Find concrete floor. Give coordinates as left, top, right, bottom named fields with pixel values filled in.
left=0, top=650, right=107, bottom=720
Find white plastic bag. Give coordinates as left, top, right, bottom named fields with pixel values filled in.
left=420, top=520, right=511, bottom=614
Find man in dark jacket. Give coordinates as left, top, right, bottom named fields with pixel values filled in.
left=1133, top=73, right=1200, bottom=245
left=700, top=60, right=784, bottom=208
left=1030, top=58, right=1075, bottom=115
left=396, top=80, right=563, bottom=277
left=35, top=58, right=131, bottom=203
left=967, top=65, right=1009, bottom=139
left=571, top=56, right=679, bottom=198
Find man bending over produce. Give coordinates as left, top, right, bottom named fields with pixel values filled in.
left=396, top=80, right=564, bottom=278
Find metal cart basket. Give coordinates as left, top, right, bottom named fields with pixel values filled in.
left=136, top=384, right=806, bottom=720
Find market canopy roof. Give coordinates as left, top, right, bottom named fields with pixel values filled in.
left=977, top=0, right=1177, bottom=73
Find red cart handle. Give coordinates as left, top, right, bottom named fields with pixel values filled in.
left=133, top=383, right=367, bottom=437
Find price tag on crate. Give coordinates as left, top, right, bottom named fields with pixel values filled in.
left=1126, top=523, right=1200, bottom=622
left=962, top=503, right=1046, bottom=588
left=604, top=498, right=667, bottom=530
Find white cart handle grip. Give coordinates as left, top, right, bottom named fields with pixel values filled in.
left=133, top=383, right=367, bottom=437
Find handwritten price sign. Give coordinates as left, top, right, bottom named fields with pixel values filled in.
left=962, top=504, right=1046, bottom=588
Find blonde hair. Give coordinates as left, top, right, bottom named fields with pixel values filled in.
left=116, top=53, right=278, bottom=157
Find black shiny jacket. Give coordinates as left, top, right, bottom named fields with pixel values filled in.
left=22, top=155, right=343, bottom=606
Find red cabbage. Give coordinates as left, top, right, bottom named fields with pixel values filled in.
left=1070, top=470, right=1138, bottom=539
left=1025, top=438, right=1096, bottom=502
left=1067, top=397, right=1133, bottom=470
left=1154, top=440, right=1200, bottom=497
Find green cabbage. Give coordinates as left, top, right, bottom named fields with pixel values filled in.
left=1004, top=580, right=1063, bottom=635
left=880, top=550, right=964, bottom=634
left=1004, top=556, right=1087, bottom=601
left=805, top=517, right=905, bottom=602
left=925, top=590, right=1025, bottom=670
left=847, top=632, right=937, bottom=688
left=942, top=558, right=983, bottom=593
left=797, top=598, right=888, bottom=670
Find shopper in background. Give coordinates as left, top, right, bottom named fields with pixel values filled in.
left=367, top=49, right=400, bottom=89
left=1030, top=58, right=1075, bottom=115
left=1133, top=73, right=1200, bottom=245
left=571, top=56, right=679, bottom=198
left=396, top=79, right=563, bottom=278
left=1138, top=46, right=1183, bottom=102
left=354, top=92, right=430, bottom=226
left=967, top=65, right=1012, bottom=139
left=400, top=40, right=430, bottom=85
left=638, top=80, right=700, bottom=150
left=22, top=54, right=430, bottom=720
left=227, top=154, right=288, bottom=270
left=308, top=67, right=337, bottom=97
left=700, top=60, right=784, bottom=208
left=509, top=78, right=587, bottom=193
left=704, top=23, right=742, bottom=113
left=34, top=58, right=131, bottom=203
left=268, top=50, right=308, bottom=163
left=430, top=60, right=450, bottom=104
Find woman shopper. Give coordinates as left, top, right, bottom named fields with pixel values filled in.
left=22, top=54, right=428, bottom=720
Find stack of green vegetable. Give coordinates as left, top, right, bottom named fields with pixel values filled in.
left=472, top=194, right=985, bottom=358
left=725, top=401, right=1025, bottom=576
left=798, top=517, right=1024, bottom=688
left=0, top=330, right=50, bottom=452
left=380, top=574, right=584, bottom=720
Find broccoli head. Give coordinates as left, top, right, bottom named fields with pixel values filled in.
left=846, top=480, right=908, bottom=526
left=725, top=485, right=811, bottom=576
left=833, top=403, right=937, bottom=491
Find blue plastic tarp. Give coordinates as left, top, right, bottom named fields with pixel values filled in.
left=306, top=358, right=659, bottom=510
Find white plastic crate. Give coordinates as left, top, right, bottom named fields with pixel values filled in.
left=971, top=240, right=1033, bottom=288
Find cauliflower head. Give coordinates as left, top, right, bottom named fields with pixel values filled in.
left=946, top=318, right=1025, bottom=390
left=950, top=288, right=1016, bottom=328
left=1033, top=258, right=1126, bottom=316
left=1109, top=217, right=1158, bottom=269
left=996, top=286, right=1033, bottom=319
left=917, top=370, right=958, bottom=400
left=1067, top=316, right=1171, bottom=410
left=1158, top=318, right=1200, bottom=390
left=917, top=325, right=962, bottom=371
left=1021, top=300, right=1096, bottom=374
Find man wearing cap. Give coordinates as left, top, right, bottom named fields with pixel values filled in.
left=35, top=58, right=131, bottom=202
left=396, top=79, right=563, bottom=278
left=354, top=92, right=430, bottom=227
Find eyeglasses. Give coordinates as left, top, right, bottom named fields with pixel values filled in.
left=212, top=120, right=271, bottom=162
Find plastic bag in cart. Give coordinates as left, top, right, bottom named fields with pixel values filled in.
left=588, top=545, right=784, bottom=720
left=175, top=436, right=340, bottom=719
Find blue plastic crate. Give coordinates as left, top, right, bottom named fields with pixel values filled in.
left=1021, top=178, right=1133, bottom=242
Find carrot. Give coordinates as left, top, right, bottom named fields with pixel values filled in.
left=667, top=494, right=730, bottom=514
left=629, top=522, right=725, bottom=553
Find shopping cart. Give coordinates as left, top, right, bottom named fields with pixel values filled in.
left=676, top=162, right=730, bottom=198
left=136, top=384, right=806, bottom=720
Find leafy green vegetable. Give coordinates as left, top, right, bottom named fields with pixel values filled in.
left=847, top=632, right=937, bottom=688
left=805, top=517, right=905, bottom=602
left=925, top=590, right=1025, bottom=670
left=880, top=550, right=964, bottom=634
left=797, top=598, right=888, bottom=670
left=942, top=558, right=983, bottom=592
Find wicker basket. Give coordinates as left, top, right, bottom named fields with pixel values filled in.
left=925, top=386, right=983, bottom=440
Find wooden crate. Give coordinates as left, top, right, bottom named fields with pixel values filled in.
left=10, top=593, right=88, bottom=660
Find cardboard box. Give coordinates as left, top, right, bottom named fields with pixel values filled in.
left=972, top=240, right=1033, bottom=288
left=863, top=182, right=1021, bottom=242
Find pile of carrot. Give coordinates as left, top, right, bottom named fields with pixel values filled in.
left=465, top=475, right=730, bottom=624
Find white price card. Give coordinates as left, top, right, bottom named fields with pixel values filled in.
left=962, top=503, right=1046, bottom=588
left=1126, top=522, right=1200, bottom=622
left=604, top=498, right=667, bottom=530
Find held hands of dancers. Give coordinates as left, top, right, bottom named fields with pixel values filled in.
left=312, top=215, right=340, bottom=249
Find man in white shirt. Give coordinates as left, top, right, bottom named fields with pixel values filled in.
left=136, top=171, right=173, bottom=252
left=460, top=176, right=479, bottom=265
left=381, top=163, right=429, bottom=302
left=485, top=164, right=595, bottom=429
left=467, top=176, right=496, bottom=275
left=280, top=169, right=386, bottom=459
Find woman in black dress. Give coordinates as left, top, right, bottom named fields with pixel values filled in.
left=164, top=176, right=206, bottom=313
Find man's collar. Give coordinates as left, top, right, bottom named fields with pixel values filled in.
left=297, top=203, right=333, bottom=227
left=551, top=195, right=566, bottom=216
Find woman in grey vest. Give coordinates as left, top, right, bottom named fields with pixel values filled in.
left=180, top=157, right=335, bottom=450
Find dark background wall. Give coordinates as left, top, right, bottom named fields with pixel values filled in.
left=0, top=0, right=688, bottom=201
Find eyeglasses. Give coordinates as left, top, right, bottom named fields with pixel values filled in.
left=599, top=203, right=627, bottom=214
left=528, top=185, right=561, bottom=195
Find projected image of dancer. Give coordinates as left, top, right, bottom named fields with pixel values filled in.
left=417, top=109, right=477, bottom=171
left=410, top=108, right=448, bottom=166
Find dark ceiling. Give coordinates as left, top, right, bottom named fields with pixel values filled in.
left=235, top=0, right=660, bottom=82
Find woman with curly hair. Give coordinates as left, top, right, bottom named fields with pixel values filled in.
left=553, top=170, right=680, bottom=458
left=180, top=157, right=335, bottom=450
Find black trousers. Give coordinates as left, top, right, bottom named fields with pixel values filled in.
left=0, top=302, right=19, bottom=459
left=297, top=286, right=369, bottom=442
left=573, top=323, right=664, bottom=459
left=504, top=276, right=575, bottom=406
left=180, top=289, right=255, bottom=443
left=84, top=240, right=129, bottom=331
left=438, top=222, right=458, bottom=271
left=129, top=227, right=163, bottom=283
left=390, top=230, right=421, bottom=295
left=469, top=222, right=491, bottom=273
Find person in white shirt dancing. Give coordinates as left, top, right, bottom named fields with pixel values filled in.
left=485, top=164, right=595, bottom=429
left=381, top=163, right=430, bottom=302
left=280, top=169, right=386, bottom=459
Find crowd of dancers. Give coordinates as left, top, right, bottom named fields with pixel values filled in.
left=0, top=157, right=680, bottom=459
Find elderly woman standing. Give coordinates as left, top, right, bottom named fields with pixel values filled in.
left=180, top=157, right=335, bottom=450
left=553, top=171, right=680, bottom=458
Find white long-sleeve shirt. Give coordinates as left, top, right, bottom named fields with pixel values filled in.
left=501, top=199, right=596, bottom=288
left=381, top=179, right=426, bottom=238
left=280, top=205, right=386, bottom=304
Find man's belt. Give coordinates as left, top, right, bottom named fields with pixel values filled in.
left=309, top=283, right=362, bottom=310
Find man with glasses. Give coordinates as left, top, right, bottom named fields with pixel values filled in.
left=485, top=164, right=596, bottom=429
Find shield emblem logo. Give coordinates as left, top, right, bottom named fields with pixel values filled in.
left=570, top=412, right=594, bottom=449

Goal:
Present the items from the beginning through the line containing "left=116, top=53, right=278, bottom=157" as a two-column CSV with the header text,answer. Use one row per item, with each value in a single quoted field and line breaks replaced by spaces.

Final answer:
text,answer
"Find concrete floor. Give coordinates as left, top, right, bottom named fields with pixel values filled in.","left=0, top=650, right=107, bottom=720"
"Find white plastic bag. Give coordinates as left, top, right, bottom named fields with pixel values filled in.","left=420, top=520, right=511, bottom=614"
"Find man in dark jacket. Give coordinates as left, top, right, bottom named fields with pixel values filled in.","left=1133, top=73, right=1200, bottom=245 left=700, top=60, right=784, bottom=208 left=1030, top=58, right=1075, bottom=115 left=396, top=80, right=563, bottom=277 left=35, top=58, right=131, bottom=203 left=967, top=65, right=1009, bottom=139 left=571, top=56, right=679, bottom=198"
"Find man bending over produce. Give coordinates as left, top, right, bottom named fields with pixel values filled in.","left=396, top=80, right=564, bottom=278"
"Find metal cart basket. Give coordinates as left, top, right, bottom named fields with pixel values filled in.","left=136, top=384, right=806, bottom=720"
"Find market canopy roof. Give coordinates as left, top, right, bottom named fields with pixel values filled in.","left=977, top=0, right=1177, bottom=73"
"Find red cart handle. Give coordinates as left, top, right, bottom named fields with pixel values filled in.","left=133, top=383, right=367, bottom=437"
"Find price tag on crate. Give coordinates as left, top, right, bottom named fields with pixel values filled in.","left=1126, top=523, right=1200, bottom=622 left=962, top=503, right=1046, bottom=588 left=604, top=498, right=667, bottom=530"
"Find white cart handle grip. Give coordinates as left, top, right, bottom named fields with pixel values filled in.","left=133, top=383, right=367, bottom=437"
"Find handwritten price sign. Give coordinates as left, top, right, bottom named fields with pixel values filled in.","left=962, top=504, right=1046, bottom=588"
"Find blonde hair. Give coordinates as left, top, right, bottom named fields with pixel values filled in.","left=116, top=53, right=278, bottom=157"